* [EXERCISE DIRECTIONS]:
Copy the data from the line containing "texture. Return only the coordinates." through the end, substituting "cloudy" for "overcast" and changing nothing else. Leave the pictures out.

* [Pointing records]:
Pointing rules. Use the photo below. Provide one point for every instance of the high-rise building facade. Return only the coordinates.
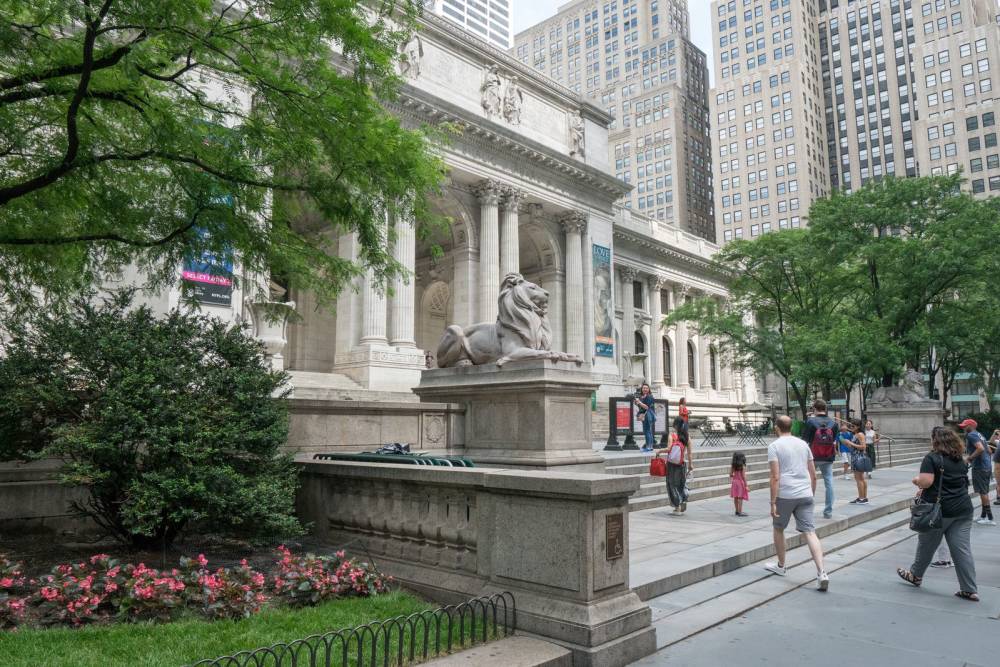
(769, 135)
(489, 20)
(636, 58)
(906, 90)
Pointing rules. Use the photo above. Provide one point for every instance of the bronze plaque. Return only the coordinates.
(615, 535)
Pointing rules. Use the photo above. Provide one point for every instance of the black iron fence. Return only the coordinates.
(397, 641)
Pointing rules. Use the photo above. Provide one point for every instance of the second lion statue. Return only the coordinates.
(521, 330)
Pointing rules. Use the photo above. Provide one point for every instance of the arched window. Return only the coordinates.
(692, 367)
(668, 378)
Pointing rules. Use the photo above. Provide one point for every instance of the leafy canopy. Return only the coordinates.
(163, 421)
(136, 132)
(881, 276)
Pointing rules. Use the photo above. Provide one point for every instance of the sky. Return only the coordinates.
(529, 12)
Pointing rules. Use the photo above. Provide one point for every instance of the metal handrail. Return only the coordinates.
(397, 641)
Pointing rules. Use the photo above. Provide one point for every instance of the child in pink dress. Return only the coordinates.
(738, 489)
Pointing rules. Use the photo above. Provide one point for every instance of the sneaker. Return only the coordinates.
(775, 568)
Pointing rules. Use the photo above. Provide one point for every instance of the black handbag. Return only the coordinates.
(926, 516)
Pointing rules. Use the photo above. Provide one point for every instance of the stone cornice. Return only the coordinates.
(666, 250)
(493, 137)
(486, 53)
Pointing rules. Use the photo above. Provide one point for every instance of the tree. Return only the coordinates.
(791, 289)
(905, 243)
(147, 132)
(165, 422)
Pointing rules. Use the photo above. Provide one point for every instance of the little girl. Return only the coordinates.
(738, 489)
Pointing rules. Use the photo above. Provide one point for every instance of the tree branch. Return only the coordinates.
(115, 238)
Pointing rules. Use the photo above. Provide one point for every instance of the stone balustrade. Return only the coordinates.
(558, 541)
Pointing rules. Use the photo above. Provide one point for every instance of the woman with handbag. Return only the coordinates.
(860, 462)
(678, 454)
(943, 509)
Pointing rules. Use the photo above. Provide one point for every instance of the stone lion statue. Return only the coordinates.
(521, 331)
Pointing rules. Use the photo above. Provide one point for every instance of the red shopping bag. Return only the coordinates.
(658, 467)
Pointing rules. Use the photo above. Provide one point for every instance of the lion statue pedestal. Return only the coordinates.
(905, 411)
(533, 413)
(526, 406)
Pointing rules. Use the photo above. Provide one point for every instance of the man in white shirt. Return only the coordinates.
(793, 484)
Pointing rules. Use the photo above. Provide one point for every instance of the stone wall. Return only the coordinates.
(557, 541)
(33, 500)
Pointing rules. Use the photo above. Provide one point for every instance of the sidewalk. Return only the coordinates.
(668, 552)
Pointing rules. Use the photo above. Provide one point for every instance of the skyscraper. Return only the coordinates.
(769, 133)
(636, 59)
(907, 90)
(489, 20)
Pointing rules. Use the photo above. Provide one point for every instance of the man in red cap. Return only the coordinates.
(979, 461)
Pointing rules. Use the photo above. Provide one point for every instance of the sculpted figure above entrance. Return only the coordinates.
(521, 330)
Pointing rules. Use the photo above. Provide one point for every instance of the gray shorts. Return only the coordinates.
(981, 481)
(801, 508)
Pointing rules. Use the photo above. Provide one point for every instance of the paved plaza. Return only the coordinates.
(869, 616)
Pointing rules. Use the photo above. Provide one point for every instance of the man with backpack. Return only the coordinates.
(820, 432)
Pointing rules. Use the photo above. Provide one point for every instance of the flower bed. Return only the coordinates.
(103, 590)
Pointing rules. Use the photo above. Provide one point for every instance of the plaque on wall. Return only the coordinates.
(614, 536)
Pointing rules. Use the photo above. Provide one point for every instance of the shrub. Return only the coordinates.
(164, 421)
(310, 579)
(101, 589)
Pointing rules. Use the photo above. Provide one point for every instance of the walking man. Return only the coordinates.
(977, 455)
(793, 483)
(820, 432)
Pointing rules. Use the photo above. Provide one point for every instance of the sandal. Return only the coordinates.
(908, 577)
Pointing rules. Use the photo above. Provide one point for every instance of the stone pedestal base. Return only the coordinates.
(912, 421)
(527, 414)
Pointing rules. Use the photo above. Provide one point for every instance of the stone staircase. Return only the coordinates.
(712, 465)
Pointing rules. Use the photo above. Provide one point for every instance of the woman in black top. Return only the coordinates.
(946, 458)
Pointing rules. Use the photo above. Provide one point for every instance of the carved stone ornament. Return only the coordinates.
(492, 95)
(521, 331)
(513, 101)
(577, 139)
(412, 52)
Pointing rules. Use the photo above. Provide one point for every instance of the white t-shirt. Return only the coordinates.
(793, 457)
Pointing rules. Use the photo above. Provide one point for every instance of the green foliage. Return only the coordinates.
(880, 276)
(186, 641)
(128, 137)
(164, 421)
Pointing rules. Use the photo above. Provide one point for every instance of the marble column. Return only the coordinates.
(573, 224)
(373, 312)
(510, 248)
(588, 298)
(680, 336)
(655, 335)
(488, 193)
(402, 307)
(628, 275)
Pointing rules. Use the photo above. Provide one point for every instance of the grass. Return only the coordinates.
(187, 641)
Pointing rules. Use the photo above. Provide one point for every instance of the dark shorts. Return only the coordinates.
(981, 481)
(800, 508)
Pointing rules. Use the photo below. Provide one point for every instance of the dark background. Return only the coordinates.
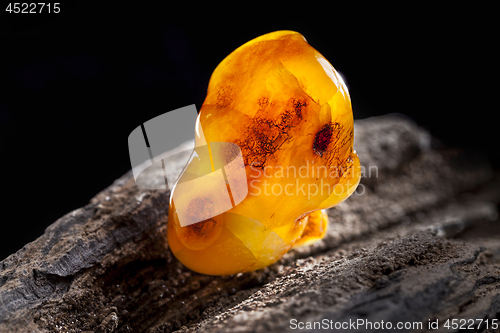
(75, 84)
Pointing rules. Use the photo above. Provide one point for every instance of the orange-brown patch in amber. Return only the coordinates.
(265, 136)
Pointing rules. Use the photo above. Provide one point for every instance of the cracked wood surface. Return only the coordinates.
(418, 241)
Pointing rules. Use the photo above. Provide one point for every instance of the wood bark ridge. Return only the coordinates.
(418, 241)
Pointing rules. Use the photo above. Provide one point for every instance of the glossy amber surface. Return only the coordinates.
(289, 111)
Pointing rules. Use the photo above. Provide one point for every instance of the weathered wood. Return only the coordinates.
(419, 241)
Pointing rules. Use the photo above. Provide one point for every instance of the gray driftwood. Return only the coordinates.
(419, 241)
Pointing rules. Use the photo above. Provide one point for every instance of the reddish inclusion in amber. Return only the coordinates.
(285, 106)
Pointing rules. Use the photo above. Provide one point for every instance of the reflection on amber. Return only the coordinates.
(289, 112)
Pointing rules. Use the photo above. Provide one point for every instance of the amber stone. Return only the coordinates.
(289, 112)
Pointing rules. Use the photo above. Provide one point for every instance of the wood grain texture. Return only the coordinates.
(419, 240)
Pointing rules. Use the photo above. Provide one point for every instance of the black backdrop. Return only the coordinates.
(75, 84)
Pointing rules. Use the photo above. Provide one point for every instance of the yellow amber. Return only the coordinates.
(289, 112)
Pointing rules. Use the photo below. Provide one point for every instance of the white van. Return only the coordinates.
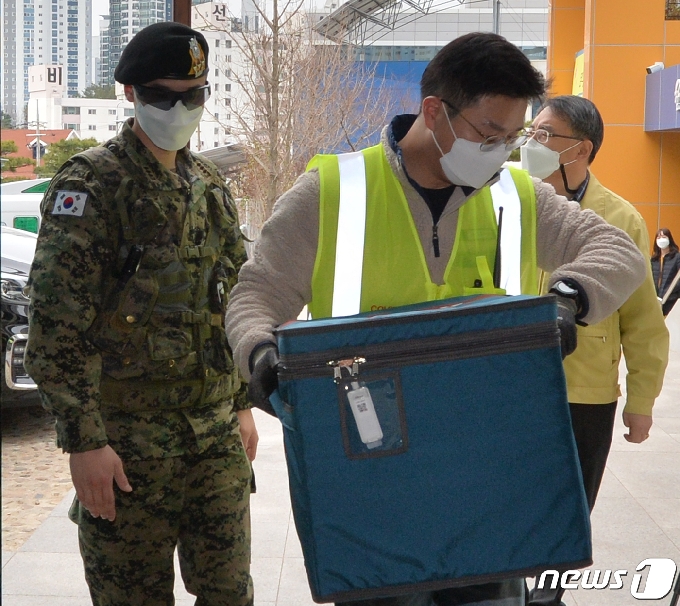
(20, 203)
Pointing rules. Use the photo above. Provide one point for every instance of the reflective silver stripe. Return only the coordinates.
(349, 247)
(504, 193)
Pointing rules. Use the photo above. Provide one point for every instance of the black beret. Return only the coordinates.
(163, 50)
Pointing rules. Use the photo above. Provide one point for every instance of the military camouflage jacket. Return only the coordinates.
(128, 289)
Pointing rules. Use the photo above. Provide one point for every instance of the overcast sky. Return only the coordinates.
(101, 7)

* [WRITTEN ANSWER]:
Pointing rules. Use the photo above. Provide one point for every instance of the wood grain texture. Return only the coordinates.
(419, 240)
Pointing rules. Use the photo above. Provide one point for every instance of the black backdrop. Return only the coordinates.
(75, 84)
Pointing rules. Use the photo above. Provide one point for every instance of the yellow amber. Return only the coordinates.
(289, 112)
Pointing rules. Use the photo below. Provide one point for every instance of the white van. Return only the coordinates.
(20, 203)
Pointing rules. Use the photo above. Provide one point for every instance of the reflective silver stripe. Return only the coordinates.
(349, 247)
(504, 193)
Pointing rules. Use the photo above. Provide one point for every instance of the black beret. Return only the coordinates.
(163, 50)
Pointing rules. Use the photo above. Provide one point for every instance of the military camouflage jacket. Return only the coordinates.
(128, 289)
Pointing rules. Use the photo above. Provide one point for every instance of the cloudy sky. Return only the coordinates.
(101, 7)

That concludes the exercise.